- Information provided
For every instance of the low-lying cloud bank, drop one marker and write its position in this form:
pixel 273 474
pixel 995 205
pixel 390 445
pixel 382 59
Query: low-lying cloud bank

- What is required
Rewrite the listing above as a Markdown table with two columns, Row and Line. Number each non-blank line in order.

- Finished exercise
| Row | Line |
|---|---|
| 1 | For every instance of the low-lying cloud bank, drop one marker and write its position in this form: |
| 2 | pixel 273 474 |
| 3 | pixel 995 205 |
| 4 | pixel 390 445 |
| 5 | pixel 382 59 |
| 6 | Query: low-lying cloud bank |